* **Goal of the exercise**: Please return the lines, both ends included, that run from the one containing "Query: bare tree outside window" to the last line of the data below, exactly and alone.

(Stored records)
------------------------------------------------------------------------
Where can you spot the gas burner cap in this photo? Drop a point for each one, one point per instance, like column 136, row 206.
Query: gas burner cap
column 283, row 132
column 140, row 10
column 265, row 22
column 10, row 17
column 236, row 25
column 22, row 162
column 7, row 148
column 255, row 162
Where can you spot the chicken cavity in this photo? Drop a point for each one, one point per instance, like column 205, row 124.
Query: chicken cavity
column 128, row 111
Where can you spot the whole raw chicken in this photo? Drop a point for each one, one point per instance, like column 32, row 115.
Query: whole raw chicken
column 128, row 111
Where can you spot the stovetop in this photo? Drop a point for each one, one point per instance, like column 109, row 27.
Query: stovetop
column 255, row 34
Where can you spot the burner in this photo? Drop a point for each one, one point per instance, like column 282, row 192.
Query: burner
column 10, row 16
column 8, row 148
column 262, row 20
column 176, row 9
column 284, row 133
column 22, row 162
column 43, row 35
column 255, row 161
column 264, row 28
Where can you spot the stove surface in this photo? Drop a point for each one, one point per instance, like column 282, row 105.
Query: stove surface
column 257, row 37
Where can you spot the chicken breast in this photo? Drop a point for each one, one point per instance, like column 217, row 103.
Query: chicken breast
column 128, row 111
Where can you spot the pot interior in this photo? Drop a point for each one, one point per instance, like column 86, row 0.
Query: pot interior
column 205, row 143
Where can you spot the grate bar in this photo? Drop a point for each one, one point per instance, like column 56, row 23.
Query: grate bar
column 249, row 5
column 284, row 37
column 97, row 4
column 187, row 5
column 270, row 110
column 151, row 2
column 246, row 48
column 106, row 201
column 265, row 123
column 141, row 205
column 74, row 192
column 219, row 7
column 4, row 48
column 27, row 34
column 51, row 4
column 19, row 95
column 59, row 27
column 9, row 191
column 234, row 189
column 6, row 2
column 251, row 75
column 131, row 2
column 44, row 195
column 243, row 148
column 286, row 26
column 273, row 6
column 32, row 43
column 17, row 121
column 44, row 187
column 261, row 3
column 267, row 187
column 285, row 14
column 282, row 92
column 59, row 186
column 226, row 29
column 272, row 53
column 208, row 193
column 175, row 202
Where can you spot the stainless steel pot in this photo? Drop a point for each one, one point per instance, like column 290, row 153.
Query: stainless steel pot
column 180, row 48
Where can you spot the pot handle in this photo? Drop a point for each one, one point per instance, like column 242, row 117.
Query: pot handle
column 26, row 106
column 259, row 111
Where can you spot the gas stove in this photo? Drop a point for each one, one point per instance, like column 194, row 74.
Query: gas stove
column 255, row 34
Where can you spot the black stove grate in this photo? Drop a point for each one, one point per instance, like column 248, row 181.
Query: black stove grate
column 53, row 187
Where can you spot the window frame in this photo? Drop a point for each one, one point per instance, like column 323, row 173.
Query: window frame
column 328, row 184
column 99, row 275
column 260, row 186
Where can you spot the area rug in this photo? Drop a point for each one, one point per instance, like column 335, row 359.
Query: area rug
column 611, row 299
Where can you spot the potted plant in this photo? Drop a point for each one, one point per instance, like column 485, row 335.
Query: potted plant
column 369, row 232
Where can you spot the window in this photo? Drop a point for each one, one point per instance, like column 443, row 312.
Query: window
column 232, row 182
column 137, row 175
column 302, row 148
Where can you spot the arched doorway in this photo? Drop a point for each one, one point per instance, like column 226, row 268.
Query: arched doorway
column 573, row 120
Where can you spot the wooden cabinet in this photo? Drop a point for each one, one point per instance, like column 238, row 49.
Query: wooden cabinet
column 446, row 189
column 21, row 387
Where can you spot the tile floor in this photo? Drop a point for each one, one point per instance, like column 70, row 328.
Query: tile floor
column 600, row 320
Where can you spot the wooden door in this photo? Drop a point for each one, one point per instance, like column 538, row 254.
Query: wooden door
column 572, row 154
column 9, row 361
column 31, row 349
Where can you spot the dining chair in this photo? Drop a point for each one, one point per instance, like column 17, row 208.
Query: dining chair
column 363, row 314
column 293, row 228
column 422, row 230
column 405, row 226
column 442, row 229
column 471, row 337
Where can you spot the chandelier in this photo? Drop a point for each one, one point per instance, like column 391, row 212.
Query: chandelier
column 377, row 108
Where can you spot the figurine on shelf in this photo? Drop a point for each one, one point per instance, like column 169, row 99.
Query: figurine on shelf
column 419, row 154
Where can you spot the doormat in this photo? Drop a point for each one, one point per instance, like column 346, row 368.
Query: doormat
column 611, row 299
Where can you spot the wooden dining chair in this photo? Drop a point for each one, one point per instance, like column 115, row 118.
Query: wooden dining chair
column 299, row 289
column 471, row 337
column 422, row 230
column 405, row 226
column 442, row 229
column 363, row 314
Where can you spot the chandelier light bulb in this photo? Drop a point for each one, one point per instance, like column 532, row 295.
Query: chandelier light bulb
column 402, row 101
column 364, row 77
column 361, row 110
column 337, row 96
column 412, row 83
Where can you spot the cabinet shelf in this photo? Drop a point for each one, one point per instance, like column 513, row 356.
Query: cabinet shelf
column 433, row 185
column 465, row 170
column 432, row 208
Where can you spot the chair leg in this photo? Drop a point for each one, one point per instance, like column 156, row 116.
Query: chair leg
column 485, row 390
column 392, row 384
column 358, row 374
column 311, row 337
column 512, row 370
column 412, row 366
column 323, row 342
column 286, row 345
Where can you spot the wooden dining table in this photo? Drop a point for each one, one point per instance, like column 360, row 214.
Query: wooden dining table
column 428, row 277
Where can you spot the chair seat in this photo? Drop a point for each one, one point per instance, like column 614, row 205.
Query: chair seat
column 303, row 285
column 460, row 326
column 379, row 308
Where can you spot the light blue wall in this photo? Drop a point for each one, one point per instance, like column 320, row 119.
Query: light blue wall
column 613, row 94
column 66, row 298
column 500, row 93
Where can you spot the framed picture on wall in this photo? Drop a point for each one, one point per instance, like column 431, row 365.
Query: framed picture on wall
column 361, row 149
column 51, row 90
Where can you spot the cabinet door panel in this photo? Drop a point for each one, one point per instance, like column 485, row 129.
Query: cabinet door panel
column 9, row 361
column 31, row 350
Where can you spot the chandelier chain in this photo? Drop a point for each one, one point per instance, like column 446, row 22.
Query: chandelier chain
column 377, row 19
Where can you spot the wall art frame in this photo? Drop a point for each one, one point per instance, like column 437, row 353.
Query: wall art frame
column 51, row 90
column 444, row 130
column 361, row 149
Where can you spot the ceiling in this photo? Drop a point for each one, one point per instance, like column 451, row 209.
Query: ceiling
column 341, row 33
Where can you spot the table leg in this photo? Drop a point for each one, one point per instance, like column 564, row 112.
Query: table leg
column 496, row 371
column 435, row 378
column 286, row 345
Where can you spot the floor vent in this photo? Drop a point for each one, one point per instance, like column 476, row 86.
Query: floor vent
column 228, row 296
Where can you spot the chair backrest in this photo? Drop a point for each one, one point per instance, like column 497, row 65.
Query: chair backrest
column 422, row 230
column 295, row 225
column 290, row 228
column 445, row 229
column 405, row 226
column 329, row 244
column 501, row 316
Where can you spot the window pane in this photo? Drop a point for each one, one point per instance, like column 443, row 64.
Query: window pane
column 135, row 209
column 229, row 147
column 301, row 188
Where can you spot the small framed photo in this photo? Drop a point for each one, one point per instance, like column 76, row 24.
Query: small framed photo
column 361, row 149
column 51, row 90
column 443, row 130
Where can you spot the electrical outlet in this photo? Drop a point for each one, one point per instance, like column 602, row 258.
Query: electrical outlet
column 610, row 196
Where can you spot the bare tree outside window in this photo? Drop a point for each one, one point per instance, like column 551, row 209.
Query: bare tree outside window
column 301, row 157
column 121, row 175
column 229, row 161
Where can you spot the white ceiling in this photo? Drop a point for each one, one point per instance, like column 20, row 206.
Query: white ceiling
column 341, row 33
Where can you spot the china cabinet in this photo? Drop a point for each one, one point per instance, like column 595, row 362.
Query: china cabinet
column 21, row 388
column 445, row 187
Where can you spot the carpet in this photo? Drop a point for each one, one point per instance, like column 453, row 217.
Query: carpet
------------------------------------------------------------------------
* **Answer space**:
Query: bare tree outside window
column 301, row 157
column 121, row 175
column 229, row 161
Where can you spot the white ceiling in this photo? Drop a point for each one, one point per instance, like column 20, row 206.
Query: white ceiling
column 341, row 33
Where can you spot the china cabinet in this photo? Drop a point for each one, one point per instance, like column 595, row 362.
Query: china cabinet
column 21, row 388
column 445, row 187
Where can you spot the carpet in this photo? Drop a point for each one, one point per instance, like column 453, row 217.
Query: carpet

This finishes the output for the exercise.